• [Location identification records]:
## start
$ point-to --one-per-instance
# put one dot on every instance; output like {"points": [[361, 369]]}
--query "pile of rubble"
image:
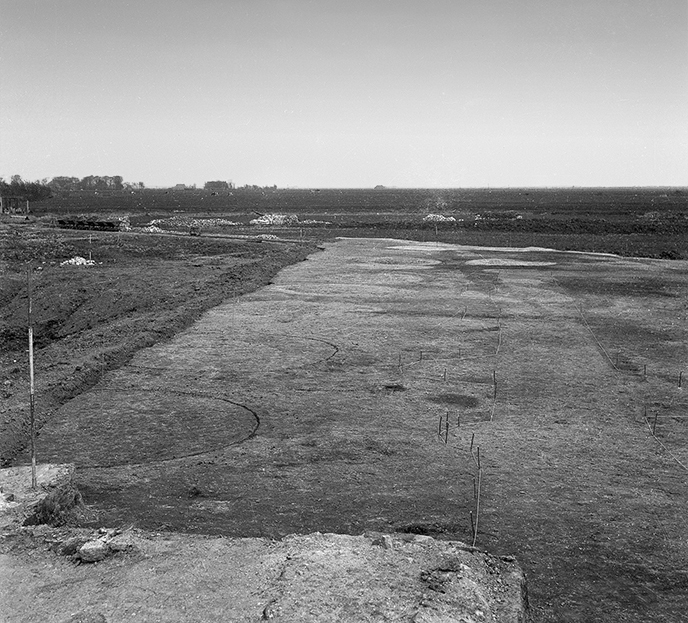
{"points": [[438, 218], [186, 222]]}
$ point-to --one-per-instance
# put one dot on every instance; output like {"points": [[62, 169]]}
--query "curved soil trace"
{"points": [[552, 363]]}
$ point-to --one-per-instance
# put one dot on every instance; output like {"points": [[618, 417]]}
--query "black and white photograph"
{"points": [[343, 311]]}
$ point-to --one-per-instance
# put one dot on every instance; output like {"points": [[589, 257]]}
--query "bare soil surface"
{"points": [[160, 578], [320, 402], [89, 319]]}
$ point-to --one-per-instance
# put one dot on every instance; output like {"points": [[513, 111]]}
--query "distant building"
{"points": [[13, 204], [218, 186]]}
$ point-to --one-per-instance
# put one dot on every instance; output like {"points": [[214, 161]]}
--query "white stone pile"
{"points": [[275, 219], [438, 218], [78, 261]]}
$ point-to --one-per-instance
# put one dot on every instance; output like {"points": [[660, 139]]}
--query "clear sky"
{"points": [[347, 93]]}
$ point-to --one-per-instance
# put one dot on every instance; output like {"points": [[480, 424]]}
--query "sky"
{"points": [[347, 93]]}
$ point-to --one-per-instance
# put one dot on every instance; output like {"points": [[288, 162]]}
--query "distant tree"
{"points": [[61, 184], [218, 185], [32, 191]]}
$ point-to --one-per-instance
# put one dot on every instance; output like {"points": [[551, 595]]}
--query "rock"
{"points": [[94, 551], [72, 545]]}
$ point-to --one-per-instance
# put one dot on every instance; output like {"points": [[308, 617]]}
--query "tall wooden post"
{"points": [[32, 419]]}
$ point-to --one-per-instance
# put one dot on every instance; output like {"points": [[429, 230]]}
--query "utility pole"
{"points": [[32, 420]]}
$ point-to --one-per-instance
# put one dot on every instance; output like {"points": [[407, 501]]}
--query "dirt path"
{"points": [[315, 404]]}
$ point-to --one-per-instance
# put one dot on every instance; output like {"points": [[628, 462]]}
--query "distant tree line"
{"points": [[17, 187], [93, 182]]}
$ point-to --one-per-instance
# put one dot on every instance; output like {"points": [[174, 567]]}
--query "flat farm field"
{"points": [[352, 391]]}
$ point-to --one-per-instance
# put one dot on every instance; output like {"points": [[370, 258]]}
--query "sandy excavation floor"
{"points": [[315, 404]]}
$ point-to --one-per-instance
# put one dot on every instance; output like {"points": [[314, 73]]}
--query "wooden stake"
{"points": [[32, 420]]}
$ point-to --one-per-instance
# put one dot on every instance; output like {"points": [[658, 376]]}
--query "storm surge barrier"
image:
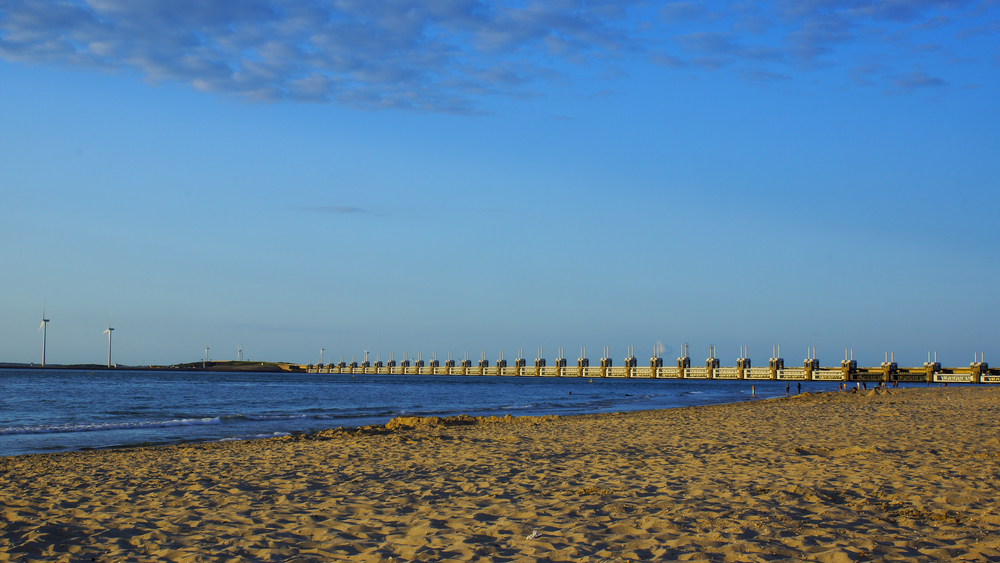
{"points": [[848, 370]]}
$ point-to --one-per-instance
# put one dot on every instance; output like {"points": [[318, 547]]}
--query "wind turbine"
{"points": [[109, 331], [44, 327]]}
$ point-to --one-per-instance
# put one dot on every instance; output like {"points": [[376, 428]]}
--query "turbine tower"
{"points": [[44, 327], [109, 331]]}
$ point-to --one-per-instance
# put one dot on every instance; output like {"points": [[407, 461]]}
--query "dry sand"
{"points": [[911, 475]]}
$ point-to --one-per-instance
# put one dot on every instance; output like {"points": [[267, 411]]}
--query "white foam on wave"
{"points": [[98, 427]]}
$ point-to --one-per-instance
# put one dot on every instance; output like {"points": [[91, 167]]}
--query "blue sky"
{"points": [[466, 175]]}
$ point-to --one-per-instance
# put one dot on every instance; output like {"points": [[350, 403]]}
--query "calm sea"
{"points": [[61, 410]]}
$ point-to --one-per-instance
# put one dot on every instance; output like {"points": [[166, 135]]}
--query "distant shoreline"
{"points": [[256, 367]]}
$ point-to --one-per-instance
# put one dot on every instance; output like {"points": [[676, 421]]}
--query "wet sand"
{"points": [[910, 475]]}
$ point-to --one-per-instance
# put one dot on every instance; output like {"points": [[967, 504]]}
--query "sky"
{"points": [[467, 175]]}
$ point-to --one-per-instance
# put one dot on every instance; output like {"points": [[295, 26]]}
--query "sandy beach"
{"points": [[908, 475]]}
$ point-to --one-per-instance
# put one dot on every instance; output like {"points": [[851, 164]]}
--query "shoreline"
{"points": [[909, 475]]}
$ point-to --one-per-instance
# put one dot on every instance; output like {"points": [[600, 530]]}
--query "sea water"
{"points": [[43, 411]]}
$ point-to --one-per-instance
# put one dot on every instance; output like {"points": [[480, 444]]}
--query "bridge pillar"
{"points": [[978, 369], [630, 363], [655, 363], [811, 364], [711, 363], [605, 364]]}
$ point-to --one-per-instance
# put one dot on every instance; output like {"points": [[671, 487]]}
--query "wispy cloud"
{"points": [[447, 55]]}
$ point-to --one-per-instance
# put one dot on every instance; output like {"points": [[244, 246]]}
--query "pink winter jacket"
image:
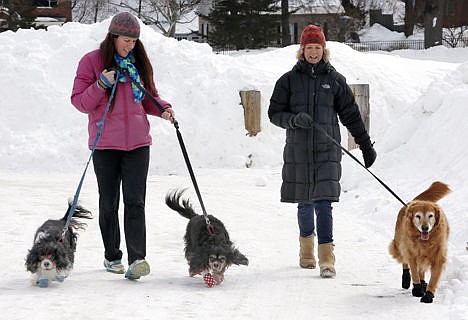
{"points": [[126, 127]]}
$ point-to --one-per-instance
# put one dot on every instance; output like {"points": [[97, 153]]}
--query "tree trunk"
{"points": [[285, 34], [409, 17]]}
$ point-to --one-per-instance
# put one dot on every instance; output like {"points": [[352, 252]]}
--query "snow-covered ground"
{"points": [[418, 121]]}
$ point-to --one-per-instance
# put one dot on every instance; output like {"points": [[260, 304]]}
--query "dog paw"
{"points": [[405, 279], [428, 297], [417, 290], [43, 283], [424, 285], [209, 280]]}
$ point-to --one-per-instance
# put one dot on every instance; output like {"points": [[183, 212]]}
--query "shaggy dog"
{"points": [[52, 255], [208, 250], [420, 241]]}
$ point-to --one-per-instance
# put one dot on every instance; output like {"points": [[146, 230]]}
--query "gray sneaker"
{"points": [[137, 269], [115, 266]]}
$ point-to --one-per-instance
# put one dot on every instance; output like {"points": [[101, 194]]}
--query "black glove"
{"points": [[368, 153], [301, 120]]}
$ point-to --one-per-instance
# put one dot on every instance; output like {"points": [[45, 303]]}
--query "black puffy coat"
{"points": [[312, 168]]}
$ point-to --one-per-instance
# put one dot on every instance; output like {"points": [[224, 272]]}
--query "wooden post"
{"points": [[361, 95], [250, 101]]}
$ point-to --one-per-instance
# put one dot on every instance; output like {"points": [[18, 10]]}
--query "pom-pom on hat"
{"points": [[125, 24], [313, 34]]}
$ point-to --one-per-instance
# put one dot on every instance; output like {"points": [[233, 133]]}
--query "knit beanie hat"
{"points": [[313, 34], [125, 24]]}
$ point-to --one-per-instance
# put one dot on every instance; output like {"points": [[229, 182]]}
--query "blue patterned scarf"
{"points": [[126, 64]]}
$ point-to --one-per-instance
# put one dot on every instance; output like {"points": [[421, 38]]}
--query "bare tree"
{"points": [[164, 14], [454, 36]]}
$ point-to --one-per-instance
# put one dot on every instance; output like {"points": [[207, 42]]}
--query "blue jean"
{"points": [[305, 219], [128, 170]]}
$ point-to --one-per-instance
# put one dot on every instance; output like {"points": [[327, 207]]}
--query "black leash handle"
{"points": [[355, 159], [184, 152]]}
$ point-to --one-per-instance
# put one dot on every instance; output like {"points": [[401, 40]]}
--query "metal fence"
{"points": [[400, 44]]}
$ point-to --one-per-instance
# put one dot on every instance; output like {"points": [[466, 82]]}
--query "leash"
{"points": [[100, 125], [185, 154], [317, 126]]}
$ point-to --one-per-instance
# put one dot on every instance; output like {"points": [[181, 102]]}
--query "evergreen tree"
{"points": [[243, 24], [20, 14]]}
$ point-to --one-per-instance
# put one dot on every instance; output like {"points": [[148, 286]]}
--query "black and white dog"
{"points": [[208, 251], [53, 253]]}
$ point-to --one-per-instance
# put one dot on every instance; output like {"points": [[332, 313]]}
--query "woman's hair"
{"points": [[142, 62], [300, 54]]}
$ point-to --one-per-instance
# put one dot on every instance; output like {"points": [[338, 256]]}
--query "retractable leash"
{"points": [[100, 125], [355, 159], [185, 154]]}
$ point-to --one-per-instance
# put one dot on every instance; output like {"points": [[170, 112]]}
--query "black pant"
{"points": [[129, 168]]}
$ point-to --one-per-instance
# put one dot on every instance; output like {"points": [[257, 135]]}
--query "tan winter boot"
{"points": [[306, 253], [326, 260]]}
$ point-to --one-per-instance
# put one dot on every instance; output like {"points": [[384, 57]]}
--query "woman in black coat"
{"points": [[313, 92]]}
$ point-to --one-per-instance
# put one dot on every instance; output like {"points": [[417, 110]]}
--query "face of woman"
{"points": [[313, 53], [123, 45]]}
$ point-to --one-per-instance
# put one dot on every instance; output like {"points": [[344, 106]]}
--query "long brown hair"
{"points": [[142, 62]]}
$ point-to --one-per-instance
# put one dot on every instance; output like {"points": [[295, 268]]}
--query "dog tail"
{"points": [[435, 192], [80, 213], [173, 201]]}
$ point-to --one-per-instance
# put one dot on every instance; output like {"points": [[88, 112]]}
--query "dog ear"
{"points": [[238, 258], [31, 261]]}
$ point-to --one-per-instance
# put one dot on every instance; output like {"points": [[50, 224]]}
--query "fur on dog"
{"points": [[213, 252], [52, 255], [420, 241]]}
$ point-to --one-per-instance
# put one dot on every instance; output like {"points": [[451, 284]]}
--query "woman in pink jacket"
{"points": [[121, 157]]}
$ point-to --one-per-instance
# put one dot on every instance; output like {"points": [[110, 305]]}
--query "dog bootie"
{"points": [[405, 279], [115, 266], [418, 290], [137, 269], [427, 297], [209, 279], [43, 283]]}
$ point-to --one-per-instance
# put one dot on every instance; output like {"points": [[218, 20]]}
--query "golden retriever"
{"points": [[420, 241]]}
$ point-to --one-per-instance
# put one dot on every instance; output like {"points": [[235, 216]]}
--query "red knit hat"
{"points": [[125, 24], [313, 34]]}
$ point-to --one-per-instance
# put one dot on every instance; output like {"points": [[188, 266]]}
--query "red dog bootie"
{"points": [[209, 279]]}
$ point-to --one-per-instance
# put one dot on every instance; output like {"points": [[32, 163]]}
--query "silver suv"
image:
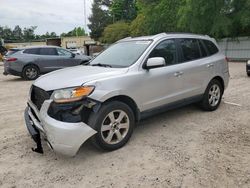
{"points": [[133, 79]]}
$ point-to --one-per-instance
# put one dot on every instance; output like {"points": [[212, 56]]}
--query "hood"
{"points": [[75, 76]]}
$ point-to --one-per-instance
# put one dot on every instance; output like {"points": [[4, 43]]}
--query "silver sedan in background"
{"points": [[30, 62]]}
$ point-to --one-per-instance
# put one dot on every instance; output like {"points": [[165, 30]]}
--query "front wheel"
{"points": [[114, 124], [212, 96]]}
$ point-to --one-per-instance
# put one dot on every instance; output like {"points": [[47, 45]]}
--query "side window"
{"points": [[48, 51], [202, 49], [62, 52], [190, 49], [211, 47], [166, 49], [32, 51]]}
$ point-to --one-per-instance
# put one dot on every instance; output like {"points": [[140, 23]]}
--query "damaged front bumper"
{"points": [[63, 137]]}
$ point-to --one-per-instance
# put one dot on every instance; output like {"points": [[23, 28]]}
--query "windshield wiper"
{"points": [[102, 65]]}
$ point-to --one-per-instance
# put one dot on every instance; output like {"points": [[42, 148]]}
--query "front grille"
{"points": [[38, 96]]}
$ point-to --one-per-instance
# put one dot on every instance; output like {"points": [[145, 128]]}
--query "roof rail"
{"points": [[186, 33]]}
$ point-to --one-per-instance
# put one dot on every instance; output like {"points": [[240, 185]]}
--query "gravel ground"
{"points": [[181, 148]]}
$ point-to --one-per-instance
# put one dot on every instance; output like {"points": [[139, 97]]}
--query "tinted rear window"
{"points": [[48, 51], [31, 51], [211, 47], [12, 51], [190, 49], [202, 49]]}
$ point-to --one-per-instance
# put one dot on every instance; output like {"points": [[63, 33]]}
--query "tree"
{"points": [[29, 33], [77, 31], [155, 17], [225, 18], [17, 33], [115, 32], [123, 10], [99, 19]]}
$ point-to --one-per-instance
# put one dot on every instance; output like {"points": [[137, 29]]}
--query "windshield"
{"points": [[122, 54]]}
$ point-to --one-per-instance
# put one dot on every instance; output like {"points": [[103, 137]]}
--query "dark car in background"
{"points": [[30, 62]]}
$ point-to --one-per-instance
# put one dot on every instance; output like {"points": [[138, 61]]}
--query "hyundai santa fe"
{"points": [[133, 79]]}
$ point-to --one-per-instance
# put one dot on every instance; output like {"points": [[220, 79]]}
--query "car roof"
{"points": [[166, 35], [30, 47]]}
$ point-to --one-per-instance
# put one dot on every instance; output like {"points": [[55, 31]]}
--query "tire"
{"points": [[30, 72], [212, 96], [112, 133]]}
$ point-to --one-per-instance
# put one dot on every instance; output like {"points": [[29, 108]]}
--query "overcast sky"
{"points": [[49, 15]]}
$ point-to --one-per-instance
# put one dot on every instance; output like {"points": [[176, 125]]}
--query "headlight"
{"points": [[71, 94]]}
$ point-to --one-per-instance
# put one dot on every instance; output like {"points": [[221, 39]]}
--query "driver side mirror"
{"points": [[155, 62]]}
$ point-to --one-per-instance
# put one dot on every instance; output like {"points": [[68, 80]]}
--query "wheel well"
{"points": [[130, 102], [220, 80], [32, 65]]}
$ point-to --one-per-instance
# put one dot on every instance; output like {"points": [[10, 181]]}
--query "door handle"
{"points": [[210, 65], [178, 74]]}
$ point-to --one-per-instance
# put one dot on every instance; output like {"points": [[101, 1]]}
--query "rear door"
{"points": [[196, 68], [162, 85]]}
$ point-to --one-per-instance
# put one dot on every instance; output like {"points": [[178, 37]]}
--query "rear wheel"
{"points": [[114, 124], [30, 72], [212, 97]]}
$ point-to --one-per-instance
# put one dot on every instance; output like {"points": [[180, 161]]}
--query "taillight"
{"points": [[11, 59]]}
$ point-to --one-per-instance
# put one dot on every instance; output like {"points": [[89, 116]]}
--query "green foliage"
{"points": [[115, 32], [123, 10], [77, 31], [217, 18], [99, 19]]}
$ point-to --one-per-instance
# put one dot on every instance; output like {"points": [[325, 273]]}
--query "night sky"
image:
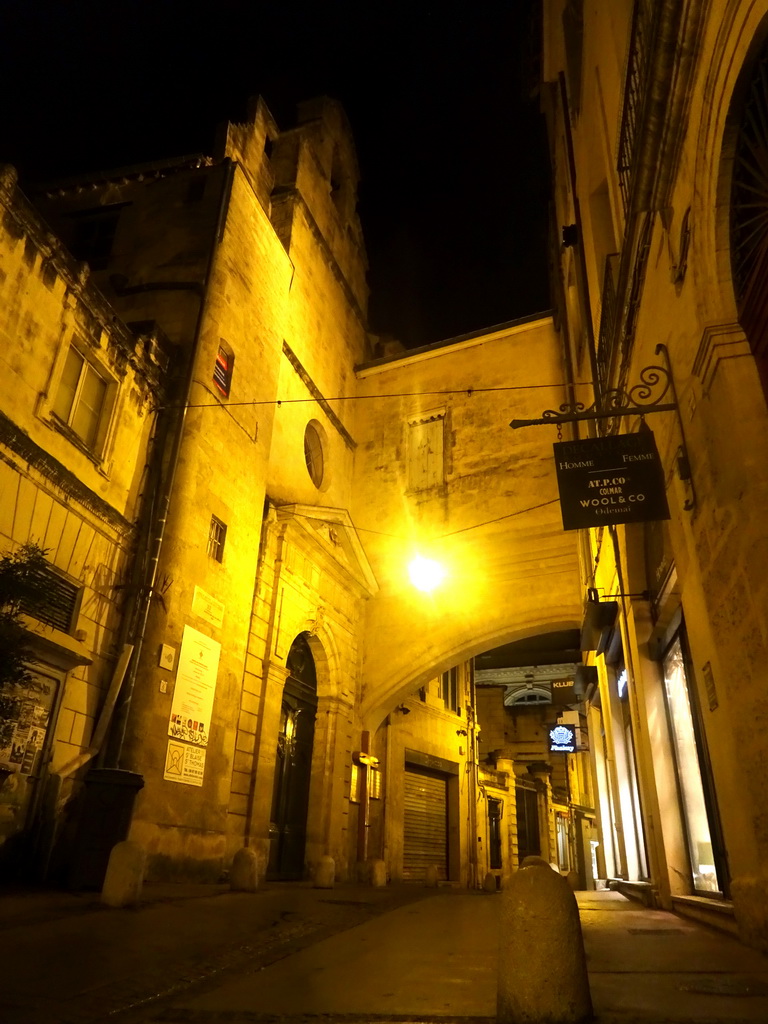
{"points": [[452, 148]]}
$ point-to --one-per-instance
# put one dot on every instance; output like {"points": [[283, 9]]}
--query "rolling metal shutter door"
{"points": [[425, 839]]}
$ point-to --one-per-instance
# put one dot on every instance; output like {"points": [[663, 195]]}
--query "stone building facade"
{"points": [[656, 115], [79, 410], [282, 685]]}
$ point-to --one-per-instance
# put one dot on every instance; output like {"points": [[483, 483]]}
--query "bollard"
{"points": [[125, 875], [244, 873], [378, 873], [542, 964], [325, 873]]}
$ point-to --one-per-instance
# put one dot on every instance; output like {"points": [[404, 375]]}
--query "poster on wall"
{"points": [[25, 713], [195, 689], [184, 763]]}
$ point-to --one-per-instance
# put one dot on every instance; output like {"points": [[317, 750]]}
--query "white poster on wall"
{"points": [[195, 689]]}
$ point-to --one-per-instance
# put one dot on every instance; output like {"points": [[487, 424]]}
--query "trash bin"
{"points": [[104, 820]]}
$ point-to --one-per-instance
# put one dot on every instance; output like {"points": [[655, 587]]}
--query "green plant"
{"points": [[23, 586]]}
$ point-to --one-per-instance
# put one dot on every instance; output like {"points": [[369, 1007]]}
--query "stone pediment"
{"points": [[334, 537]]}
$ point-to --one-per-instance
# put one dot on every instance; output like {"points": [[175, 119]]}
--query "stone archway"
{"points": [[293, 768]]}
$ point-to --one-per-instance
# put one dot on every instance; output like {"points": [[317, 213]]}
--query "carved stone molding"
{"points": [[719, 341]]}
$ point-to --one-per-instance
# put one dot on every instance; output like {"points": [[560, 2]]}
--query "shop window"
{"points": [[495, 834], [223, 369], [690, 776], [81, 399], [216, 538]]}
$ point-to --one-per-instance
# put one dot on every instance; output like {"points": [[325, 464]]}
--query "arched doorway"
{"points": [[293, 765]]}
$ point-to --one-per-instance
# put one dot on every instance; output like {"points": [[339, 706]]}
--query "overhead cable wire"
{"points": [[468, 391], [454, 532]]}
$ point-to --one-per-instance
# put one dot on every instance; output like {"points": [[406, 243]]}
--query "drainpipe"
{"points": [[158, 527], [582, 279], [365, 804]]}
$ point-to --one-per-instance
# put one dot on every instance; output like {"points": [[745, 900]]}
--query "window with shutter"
{"points": [[426, 452]]}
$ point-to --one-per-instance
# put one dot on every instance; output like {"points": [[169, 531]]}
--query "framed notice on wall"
{"points": [[195, 689]]}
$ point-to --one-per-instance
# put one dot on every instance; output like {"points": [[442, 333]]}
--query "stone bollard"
{"points": [[325, 875], [244, 873], [378, 873], [125, 875], [542, 963]]}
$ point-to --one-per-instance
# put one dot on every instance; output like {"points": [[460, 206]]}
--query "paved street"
{"points": [[353, 954]]}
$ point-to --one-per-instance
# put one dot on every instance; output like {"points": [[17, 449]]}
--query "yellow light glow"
{"points": [[426, 573]]}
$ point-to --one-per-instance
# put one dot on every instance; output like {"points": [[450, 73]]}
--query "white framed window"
{"points": [[81, 399]]}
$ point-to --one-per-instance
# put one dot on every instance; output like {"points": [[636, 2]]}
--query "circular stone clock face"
{"points": [[313, 455]]}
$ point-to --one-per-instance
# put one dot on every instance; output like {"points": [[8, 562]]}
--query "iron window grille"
{"points": [[58, 602], [216, 538], [222, 370], [450, 689]]}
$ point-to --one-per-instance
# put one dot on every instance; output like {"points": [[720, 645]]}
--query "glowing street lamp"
{"points": [[426, 573]]}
## end
Report how many lines of the records contain the string "shutter". Give only the number.

2